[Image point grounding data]
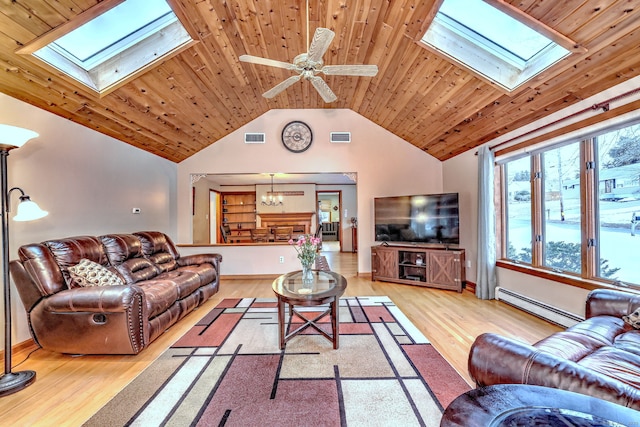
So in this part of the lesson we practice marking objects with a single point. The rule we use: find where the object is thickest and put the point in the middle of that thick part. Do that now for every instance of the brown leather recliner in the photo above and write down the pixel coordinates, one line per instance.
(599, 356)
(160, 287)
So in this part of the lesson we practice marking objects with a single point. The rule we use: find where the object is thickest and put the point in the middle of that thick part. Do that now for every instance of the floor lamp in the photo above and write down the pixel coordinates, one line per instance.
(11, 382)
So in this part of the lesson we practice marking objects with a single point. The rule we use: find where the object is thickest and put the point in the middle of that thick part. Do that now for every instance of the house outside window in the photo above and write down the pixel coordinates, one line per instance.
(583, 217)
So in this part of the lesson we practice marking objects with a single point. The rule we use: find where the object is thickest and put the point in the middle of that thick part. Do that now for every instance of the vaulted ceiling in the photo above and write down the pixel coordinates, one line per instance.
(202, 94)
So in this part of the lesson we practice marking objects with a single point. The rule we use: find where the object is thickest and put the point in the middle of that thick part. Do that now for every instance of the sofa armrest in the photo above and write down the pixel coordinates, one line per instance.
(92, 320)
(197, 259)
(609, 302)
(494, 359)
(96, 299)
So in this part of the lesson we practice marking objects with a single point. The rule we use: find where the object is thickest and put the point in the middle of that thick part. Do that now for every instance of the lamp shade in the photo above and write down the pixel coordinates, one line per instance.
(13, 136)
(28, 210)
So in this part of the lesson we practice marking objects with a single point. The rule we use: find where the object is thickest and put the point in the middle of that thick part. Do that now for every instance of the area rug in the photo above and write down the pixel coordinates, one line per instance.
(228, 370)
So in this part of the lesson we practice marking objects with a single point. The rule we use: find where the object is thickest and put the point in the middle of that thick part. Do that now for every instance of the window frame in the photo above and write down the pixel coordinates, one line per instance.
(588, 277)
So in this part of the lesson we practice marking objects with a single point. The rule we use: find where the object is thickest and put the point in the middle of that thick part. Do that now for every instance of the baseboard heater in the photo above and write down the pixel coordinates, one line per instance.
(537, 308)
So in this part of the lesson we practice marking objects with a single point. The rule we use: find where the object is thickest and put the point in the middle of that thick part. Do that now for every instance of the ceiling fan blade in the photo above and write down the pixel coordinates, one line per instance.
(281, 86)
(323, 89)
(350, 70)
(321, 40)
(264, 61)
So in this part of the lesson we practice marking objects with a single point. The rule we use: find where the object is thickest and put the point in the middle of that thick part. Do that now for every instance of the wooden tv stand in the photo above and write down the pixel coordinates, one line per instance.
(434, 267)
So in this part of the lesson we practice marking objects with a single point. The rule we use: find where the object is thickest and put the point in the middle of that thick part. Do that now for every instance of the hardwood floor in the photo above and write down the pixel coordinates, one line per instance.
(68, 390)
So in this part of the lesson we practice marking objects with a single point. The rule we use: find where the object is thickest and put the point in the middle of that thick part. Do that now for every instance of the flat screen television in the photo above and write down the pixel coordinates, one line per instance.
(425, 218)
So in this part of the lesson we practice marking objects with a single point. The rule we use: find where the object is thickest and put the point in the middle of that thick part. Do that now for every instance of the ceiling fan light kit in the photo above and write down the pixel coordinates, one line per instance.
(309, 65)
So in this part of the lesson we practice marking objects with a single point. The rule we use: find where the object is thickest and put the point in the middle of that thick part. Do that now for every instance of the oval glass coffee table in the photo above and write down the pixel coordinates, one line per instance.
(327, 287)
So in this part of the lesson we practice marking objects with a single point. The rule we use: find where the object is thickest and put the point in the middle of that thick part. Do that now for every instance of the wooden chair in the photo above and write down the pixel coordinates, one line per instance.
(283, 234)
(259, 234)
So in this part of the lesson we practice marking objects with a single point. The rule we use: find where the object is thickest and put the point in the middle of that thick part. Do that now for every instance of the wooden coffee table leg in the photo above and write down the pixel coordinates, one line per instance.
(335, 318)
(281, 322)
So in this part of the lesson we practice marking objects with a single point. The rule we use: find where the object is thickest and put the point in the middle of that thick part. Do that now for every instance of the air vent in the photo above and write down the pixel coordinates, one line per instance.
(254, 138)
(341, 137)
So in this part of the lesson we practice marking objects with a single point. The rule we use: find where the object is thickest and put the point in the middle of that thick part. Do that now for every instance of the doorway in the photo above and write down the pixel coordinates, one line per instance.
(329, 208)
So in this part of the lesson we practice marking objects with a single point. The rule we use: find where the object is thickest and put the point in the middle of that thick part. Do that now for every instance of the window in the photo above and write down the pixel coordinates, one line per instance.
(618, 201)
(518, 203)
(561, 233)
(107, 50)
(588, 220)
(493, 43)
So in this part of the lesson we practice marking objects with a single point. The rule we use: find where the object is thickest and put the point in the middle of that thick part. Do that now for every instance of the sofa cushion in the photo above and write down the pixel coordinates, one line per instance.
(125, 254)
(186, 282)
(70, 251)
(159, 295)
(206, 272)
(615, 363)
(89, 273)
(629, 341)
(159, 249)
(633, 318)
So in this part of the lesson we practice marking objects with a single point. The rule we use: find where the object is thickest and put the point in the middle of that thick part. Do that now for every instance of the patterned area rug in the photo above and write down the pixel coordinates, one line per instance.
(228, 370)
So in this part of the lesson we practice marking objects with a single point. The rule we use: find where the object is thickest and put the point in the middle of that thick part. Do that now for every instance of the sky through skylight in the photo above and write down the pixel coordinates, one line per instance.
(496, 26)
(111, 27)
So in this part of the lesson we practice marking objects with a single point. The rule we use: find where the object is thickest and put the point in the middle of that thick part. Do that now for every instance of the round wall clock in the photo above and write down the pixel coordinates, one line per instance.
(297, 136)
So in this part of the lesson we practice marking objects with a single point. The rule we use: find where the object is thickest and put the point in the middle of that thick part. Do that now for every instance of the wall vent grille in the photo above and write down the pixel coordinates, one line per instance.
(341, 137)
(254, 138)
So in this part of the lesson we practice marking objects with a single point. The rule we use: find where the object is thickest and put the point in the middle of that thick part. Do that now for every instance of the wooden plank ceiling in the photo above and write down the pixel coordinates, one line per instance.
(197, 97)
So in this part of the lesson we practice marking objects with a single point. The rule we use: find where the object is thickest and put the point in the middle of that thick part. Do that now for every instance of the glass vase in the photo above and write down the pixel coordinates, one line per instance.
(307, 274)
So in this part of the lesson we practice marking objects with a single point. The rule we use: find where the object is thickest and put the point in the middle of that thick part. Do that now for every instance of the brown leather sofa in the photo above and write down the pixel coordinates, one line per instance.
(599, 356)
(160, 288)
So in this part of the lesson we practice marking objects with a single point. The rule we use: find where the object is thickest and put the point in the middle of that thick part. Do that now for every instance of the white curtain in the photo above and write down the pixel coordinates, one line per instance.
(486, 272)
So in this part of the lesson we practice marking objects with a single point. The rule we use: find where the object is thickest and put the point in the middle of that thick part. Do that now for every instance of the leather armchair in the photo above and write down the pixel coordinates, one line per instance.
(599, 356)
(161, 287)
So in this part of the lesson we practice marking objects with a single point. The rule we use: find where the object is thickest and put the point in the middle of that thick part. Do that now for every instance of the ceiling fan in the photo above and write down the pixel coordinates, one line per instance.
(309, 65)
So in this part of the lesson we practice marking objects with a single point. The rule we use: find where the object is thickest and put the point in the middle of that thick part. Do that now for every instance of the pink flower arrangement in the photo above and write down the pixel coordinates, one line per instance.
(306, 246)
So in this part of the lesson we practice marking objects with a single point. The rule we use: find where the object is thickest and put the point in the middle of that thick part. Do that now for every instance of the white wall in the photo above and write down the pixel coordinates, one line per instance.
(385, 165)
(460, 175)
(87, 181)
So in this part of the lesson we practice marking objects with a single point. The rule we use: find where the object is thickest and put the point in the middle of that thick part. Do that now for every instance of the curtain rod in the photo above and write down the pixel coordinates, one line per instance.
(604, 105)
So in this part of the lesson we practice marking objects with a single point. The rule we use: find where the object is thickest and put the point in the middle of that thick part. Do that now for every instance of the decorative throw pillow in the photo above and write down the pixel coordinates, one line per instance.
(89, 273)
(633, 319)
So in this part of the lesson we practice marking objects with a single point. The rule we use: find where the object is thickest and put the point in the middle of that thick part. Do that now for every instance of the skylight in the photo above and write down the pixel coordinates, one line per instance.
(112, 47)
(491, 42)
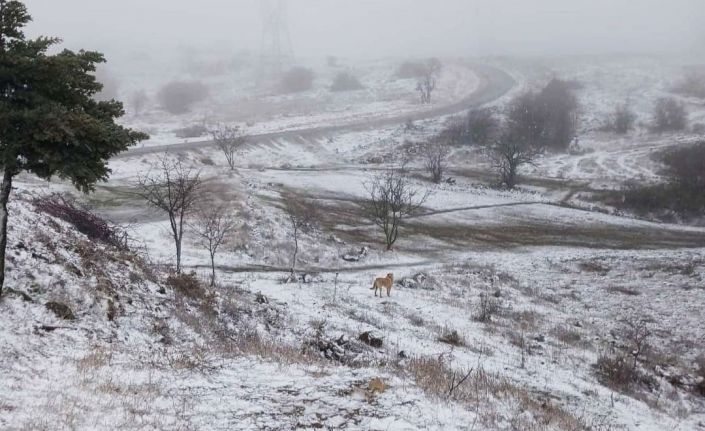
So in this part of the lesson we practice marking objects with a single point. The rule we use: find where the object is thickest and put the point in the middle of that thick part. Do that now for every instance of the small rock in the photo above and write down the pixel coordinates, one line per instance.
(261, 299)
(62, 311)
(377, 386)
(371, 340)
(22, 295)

* YOUR ASSIGNMENT:
Repeat the line containing "of the small" and all subsequent lines through the final line of the data, exactly and with no others.

* OUTPUT OF THE EXERCISE:
So in this part of the lesson we practice marking objects with a single point. The rule we use: find where the object is thickest and put the point in the middle of that thick part. Do that now for every instance of the small rock in the photo above and write down the pixel coordinates, one line per instance.
(261, 299)
(62, 311)
(377, 386)
(371, 340)
(22, 295)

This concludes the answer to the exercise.